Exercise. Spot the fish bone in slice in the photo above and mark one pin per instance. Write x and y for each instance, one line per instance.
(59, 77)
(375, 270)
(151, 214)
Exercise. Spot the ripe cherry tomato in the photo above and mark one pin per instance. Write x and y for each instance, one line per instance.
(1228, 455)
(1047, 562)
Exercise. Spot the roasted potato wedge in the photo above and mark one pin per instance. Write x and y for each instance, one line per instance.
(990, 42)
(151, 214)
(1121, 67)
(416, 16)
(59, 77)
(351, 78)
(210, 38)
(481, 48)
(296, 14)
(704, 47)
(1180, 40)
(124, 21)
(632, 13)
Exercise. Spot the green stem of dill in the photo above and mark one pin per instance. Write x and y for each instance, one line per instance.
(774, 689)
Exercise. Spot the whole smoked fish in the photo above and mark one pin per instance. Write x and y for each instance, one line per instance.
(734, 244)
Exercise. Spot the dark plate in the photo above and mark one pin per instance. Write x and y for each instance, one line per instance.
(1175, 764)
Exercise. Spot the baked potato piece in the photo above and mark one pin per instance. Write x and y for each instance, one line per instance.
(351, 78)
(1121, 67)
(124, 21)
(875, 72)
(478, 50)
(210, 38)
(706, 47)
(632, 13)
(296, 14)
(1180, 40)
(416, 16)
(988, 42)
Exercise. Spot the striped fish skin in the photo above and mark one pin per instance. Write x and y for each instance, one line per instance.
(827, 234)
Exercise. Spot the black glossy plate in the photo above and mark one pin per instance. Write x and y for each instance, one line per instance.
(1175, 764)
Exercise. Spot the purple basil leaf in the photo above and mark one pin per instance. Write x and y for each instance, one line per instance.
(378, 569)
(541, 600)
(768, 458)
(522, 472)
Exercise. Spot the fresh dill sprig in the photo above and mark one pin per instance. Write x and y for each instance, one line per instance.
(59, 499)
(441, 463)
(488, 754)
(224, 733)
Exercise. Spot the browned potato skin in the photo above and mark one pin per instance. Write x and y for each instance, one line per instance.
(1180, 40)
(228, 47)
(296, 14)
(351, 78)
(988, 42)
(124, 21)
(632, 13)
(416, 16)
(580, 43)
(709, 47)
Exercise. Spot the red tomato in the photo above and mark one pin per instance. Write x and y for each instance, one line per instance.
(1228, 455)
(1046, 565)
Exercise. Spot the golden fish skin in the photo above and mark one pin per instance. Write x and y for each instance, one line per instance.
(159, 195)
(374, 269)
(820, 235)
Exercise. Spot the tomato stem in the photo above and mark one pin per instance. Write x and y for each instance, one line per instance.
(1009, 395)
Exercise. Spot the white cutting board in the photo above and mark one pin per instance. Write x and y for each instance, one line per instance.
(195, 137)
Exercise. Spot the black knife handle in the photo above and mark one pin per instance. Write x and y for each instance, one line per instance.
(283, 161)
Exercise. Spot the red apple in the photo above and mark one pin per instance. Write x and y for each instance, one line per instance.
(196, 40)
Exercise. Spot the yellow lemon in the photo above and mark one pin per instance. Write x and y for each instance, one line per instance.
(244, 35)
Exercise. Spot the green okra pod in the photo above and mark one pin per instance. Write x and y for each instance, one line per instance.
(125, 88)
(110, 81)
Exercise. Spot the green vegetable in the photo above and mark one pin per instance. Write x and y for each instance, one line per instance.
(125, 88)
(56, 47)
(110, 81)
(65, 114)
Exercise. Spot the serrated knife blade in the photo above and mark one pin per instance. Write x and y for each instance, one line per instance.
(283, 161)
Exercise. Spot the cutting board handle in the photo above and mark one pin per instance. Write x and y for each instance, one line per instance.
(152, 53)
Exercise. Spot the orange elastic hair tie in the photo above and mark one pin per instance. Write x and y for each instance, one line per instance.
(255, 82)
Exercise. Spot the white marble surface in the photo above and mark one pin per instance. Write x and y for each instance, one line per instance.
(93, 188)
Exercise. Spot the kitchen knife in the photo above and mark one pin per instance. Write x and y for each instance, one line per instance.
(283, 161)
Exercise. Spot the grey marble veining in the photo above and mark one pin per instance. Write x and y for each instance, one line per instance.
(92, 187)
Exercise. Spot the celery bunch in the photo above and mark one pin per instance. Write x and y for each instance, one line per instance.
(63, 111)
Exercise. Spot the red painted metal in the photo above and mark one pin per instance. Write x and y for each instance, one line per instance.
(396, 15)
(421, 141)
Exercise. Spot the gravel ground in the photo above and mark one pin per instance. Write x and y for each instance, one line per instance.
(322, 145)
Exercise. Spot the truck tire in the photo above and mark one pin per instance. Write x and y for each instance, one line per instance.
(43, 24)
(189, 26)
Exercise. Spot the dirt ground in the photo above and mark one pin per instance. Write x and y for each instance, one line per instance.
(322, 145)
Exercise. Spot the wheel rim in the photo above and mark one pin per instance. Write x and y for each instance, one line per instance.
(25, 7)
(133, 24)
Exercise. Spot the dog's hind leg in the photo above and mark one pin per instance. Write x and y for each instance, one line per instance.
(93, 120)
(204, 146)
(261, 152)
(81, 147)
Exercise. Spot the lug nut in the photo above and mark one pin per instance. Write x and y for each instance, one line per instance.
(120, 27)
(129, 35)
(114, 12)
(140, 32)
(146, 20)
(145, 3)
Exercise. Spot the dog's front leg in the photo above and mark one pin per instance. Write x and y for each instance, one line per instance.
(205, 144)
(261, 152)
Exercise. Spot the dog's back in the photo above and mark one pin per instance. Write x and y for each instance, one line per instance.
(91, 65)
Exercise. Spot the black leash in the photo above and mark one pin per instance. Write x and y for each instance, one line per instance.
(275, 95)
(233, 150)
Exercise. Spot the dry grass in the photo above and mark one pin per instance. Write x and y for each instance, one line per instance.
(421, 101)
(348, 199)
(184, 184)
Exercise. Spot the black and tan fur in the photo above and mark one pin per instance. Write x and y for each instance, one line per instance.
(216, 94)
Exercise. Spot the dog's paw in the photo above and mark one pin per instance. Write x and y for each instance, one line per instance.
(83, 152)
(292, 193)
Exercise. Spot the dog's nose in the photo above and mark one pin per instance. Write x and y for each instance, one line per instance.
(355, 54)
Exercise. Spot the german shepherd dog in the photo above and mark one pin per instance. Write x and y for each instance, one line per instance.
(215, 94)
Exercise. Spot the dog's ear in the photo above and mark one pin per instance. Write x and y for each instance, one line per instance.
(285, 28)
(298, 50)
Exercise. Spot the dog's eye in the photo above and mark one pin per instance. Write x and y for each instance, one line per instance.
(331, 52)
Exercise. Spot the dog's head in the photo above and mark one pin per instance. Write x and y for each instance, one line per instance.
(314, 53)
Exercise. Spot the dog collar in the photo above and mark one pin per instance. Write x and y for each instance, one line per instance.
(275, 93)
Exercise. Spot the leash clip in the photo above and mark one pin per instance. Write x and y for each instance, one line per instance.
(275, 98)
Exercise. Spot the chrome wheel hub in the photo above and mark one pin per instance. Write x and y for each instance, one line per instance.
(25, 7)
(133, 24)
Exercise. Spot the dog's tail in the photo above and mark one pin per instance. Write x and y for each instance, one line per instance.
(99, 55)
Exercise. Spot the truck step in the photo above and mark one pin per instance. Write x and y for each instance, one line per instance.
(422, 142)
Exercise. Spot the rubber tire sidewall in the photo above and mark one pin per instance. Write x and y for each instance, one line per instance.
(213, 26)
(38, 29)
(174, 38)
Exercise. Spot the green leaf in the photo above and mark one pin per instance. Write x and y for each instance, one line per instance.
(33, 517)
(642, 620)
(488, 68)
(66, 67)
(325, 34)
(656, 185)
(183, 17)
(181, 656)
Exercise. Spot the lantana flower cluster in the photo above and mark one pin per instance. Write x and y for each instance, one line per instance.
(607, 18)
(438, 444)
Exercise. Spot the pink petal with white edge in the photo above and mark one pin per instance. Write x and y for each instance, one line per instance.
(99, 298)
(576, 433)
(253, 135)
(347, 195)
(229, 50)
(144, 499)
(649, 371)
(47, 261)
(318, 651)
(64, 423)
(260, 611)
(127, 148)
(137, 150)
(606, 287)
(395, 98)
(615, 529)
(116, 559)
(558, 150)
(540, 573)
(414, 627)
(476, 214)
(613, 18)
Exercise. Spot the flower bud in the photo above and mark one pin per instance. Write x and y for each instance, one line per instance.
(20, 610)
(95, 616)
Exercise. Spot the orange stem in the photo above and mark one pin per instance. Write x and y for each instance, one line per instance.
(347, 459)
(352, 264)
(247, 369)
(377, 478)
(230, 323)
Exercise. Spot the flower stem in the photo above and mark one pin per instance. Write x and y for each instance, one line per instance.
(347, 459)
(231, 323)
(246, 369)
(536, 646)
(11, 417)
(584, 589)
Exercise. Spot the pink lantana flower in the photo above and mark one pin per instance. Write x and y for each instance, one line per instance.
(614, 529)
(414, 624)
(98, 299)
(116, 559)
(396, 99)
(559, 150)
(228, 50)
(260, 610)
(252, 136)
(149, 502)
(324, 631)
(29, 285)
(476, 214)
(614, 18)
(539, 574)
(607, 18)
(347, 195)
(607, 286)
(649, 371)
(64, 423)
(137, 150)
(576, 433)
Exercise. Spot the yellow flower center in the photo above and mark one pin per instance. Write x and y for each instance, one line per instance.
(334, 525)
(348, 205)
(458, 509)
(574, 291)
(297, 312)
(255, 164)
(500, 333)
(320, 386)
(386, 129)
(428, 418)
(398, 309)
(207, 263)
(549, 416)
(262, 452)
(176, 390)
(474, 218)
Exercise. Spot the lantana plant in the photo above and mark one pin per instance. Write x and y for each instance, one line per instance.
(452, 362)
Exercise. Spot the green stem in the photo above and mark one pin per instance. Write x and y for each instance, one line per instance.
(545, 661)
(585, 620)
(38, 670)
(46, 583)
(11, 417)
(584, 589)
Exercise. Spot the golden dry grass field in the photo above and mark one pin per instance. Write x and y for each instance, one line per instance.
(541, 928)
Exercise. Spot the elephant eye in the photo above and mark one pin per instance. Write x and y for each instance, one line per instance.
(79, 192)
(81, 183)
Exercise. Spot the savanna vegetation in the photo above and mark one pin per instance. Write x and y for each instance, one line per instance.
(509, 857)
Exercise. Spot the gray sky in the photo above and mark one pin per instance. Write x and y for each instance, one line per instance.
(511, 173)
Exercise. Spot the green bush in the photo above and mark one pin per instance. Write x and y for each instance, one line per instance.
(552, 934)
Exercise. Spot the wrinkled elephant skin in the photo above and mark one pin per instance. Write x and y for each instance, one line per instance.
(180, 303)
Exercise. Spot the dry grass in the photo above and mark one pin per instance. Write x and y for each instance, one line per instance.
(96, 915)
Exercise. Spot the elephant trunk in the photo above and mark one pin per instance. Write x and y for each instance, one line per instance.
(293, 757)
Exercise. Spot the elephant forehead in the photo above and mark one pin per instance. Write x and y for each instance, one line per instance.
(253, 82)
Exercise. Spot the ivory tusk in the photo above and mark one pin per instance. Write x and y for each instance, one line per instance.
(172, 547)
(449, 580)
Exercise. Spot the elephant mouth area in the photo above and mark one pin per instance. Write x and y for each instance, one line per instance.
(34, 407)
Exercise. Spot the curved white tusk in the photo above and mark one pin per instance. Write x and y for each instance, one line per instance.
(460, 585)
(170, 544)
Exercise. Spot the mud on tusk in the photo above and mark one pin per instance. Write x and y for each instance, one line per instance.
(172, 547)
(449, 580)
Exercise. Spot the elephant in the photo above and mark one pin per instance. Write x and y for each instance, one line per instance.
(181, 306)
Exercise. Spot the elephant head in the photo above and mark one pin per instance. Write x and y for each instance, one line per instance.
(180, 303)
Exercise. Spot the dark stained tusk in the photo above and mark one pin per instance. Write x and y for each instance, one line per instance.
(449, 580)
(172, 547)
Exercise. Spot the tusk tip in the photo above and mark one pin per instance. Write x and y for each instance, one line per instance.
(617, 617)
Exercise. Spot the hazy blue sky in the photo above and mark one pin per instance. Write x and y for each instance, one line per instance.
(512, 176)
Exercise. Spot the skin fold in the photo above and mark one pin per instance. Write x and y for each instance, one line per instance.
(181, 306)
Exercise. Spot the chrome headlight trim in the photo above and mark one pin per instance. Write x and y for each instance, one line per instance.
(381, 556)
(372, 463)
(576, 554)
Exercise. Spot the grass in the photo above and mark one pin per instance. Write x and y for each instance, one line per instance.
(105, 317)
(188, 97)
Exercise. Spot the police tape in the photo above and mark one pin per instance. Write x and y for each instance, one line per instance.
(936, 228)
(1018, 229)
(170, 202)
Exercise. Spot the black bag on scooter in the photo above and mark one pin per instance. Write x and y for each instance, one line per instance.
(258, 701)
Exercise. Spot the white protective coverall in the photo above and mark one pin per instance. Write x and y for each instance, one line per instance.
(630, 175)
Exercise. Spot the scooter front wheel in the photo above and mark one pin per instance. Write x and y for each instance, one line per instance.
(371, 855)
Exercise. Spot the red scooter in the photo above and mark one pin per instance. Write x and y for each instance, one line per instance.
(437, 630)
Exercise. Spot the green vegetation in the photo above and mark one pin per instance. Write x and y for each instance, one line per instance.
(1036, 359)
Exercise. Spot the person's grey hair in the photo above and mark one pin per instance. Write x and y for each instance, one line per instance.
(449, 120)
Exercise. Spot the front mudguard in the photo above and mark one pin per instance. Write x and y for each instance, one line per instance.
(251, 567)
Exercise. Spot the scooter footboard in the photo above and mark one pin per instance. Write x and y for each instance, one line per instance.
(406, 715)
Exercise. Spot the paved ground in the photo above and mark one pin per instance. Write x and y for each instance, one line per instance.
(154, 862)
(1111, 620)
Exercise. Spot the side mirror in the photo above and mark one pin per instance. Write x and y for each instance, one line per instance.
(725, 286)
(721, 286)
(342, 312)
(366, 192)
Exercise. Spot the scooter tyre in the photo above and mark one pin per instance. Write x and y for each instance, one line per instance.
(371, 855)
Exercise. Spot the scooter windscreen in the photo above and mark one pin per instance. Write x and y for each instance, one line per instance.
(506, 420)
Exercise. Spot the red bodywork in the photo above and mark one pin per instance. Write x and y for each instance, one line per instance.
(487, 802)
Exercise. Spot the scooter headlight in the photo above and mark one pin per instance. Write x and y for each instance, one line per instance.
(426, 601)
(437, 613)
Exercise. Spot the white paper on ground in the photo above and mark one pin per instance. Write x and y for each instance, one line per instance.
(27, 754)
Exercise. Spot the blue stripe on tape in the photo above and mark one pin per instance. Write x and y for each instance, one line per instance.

REQUIREMENTS:
Reproduce the material from its start through the line containing "(1047, 562)", substituting "red bell pepper" for "ripe cherry tomato" and leaving everything else unchanged.

CORRECT RESPONSE:
Exercise. Spot the fish bone in slice in the photo above and mark one pin per instance. Write x and y for each instance, one line per instance.
(59, 77)
(375, 270)
(151, 214)
Exercise. Spot the red bell pepper in the photo above and mark one pin per instance. Write x and y for each instance, one line per instance.
(1228, 455)
(1047, 562)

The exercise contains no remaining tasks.